* Bloco de texto:
--*--

O esquema montado pelo BNDES é extremamente sofisticado: o governo receberia pagamento à vista pelas operações atuais, baseadas no fluxo do caixa; ser-lhe-iam emitidas debêntures pelas áreas em que a Vale já iniciou pesquisas ou tem direito de pesquisar; e fará um contrato de risco, com participação de 50%, para as áreas "promissoras".
Resta saber qual o custo dessa laboriosa montagem destinada a acalmar as suspicácias dos "nacionalóides", que disfarçam de patriotismo sua colossal ignorância dos mecanismos de Bolsa. Esse custo é o "custo da espera" ou do "atraso". Se a Vale tivesse sido vendida em Bolsa há três anos, e o dinheiro fosse aplicado na redução da dívida pública interna, o Tesouro teria economizado em custos de rolagem dessa dívida no mínimo dez vezes mais que os dividendos anuais que recebe. Para essa rolagem, oneramos o orçamento com taxas de juros que acabam asfixiando o setor privado e condenando-nos a medíocres taxas de crescimento.
O Brasil descobriu um novo tipo de aritmética: a "aritmética masoquista". Para acalmar senadores nacionalóides, o presidente FHC se comprometeu a não privatizar a Petrossauro durante seu tucanato. Mas, o que é pior, quer amarrar a mão dos sucessores, propondo que seja proibida formalmente em lei a privatização futura. A parcela da União no patrimônio líquido dessa empresa é estimada em R$ 9 bilhões. Aplicado esse montante na redução da dívida, hoje rolada a um custo anual de cerca de 15%, teríamos uma economia de quase R$ 1,35 bilhão, ou seja, mais de 40 vezes os dividendos médios recebidos da empresa nos últimos anos.
Dizia o professor indiano J.K. Mehta que subdesenvolvimento não é falta de recursos. É falta de caráter. Se vivesse no Brasil, saberia que é também fruto da "aritmética masoquista".

--*--

Registros de apontamento de objetos nomeados

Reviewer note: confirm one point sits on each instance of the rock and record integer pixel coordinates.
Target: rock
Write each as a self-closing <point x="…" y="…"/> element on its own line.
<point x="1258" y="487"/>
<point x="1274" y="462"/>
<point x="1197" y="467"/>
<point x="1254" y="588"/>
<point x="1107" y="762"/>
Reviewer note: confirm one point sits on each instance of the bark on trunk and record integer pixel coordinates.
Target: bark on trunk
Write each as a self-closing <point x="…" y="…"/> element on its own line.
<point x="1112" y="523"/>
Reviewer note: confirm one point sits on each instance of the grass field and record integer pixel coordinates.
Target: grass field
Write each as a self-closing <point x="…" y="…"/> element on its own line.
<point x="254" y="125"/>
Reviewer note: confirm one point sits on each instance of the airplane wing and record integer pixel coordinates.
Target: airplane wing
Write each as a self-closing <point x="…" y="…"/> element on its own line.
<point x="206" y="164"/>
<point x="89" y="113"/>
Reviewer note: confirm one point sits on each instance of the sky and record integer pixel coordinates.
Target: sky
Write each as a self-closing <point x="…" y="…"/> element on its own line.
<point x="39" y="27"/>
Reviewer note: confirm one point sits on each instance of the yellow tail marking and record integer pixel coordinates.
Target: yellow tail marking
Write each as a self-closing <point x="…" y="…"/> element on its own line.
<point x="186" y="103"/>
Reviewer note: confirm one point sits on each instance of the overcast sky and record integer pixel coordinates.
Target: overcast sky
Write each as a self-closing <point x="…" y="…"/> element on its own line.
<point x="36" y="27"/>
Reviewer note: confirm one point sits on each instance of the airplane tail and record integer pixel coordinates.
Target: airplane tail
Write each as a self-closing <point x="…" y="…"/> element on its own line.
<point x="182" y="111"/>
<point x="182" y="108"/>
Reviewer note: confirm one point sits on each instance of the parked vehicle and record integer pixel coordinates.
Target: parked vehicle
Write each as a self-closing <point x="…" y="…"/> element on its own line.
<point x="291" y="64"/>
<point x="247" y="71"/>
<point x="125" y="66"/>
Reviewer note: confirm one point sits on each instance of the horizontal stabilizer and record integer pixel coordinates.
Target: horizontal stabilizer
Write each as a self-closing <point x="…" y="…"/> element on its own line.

--*--

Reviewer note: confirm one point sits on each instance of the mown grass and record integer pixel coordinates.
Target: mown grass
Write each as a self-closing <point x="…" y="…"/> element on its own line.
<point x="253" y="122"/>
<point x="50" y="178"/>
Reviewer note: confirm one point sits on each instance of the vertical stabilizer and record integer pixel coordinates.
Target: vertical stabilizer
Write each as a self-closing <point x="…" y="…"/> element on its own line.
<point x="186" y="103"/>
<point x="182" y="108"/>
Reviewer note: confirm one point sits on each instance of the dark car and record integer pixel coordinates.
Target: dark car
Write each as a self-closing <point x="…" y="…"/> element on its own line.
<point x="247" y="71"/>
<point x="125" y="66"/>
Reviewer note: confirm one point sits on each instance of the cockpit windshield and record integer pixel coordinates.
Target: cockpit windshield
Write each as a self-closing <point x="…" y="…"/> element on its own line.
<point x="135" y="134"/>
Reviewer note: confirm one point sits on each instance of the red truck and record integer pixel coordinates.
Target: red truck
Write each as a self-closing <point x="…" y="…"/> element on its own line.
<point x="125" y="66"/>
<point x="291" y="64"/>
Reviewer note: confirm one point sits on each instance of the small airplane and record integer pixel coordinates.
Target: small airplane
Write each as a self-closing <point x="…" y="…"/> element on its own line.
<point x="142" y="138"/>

--*--

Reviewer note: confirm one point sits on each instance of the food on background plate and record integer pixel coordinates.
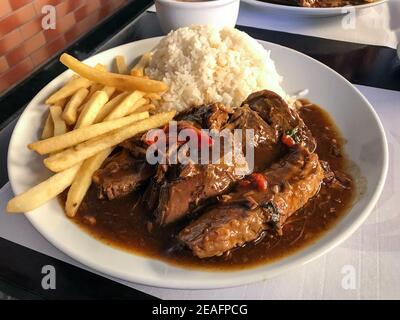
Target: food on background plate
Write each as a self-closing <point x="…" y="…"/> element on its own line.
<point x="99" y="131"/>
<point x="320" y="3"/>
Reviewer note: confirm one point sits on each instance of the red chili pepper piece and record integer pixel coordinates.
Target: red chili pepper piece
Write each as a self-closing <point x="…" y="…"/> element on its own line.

--*--

* Conjunto de tarefas:
**1.** Reproduza fielmente o trecho do texto sobre privatizações que começa em "O Brasil descobriu" e vai até "nos últimos anos.".
**2.** Segundo o texto sobre privatizações, em quanto é estimada a parcela da União no patrimônio líquido da Petrossauro?

* Soluções das tarefas:
**1.**
O Brasil descobriu um novo tipo de aritmética: a "aritmética masoquista". Para acalmar senadores nacionalóides, o presidente FHC se comprometeu a não privatizar a Petrossauro durante seu tucanato. Mas, o que é pior, quer amarrar a mão dos sucessores, propondo que seja proibida formalmente em lei a privatização futura. A parcela da União no patrimônio líquido dessa empresa é estimada em R$ 9 bilhões. Aplicado esse montante na redução da dívida, hoje rolada a um custo anual de cerca de 15%, teríamos uma economia de quase R$ 1,35 bilhão, ou seja, mais de 40 vezes os dividendos médios recebidos da empresa nos últimos anos.

**2.** Em R$ 9 bilhões.